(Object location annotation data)

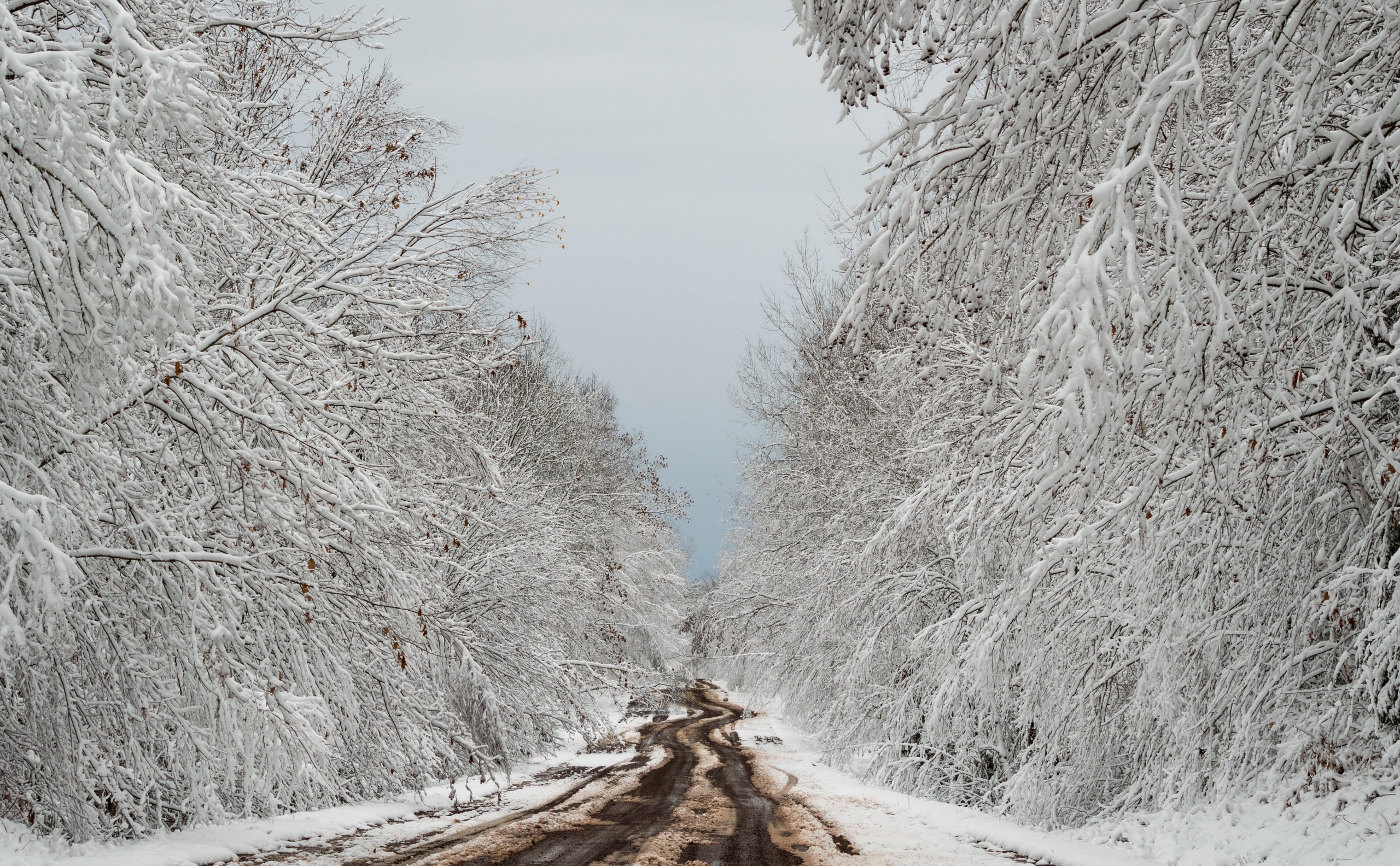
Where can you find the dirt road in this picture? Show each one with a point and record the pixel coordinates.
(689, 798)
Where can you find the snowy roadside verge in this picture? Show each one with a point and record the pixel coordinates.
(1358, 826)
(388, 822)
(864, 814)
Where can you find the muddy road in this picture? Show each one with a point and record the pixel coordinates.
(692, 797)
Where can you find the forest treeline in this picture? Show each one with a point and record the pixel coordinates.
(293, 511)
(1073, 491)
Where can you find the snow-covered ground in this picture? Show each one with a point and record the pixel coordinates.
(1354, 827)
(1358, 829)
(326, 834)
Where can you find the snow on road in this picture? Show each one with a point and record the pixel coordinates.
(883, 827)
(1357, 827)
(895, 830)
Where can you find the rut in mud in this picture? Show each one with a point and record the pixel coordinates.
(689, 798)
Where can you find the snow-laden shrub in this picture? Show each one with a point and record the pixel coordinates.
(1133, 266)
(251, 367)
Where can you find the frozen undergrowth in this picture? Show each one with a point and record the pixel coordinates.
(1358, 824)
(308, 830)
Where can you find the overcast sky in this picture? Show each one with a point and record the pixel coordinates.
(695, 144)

* * *

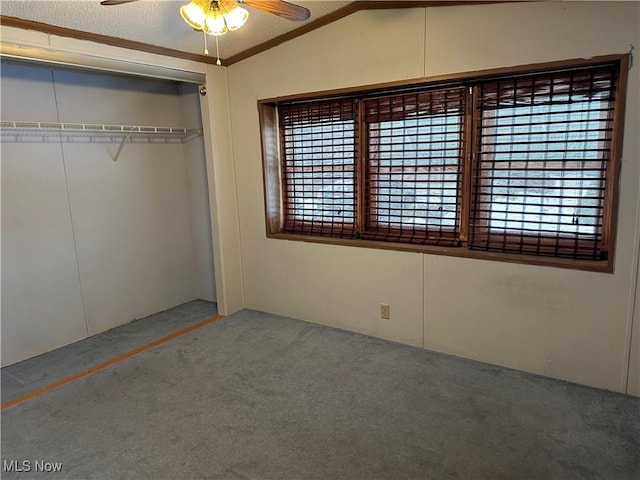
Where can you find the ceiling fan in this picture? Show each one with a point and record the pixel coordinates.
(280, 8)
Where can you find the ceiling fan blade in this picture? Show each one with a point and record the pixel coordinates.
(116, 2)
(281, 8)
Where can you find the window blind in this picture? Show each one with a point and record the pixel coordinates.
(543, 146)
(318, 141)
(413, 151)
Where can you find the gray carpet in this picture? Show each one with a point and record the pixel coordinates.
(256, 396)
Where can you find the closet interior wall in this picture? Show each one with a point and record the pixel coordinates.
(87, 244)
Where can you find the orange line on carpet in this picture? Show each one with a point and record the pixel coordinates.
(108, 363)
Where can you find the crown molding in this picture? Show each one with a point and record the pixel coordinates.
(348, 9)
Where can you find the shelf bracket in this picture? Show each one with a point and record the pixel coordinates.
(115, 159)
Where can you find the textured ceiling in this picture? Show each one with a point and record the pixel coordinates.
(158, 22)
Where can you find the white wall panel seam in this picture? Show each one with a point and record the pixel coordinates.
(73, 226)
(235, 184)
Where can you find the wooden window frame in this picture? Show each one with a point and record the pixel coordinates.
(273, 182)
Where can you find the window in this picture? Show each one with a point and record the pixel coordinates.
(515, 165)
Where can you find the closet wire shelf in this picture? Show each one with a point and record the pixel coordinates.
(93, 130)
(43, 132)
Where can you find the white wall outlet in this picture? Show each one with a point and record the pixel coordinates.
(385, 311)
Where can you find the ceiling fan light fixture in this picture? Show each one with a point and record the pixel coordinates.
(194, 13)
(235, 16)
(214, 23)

:: What this task involves ::
List each line in the records that contains the word "ceiling".

:: Solution to this exercise ::
Where can you find the ceiling fan in this picture? Show each one with a point and record the pixel coordinates.
Where can you find the ceiling fan blade in this picture? Show each one with a point and record the pixel coordinates.
Where can you find the textured ceiling in this picture? Show each one with a point and record the pixel coordinates.
Where can you find the ceiling fan light fixture in this picture? Show each one with a point and record the pixel coordinates.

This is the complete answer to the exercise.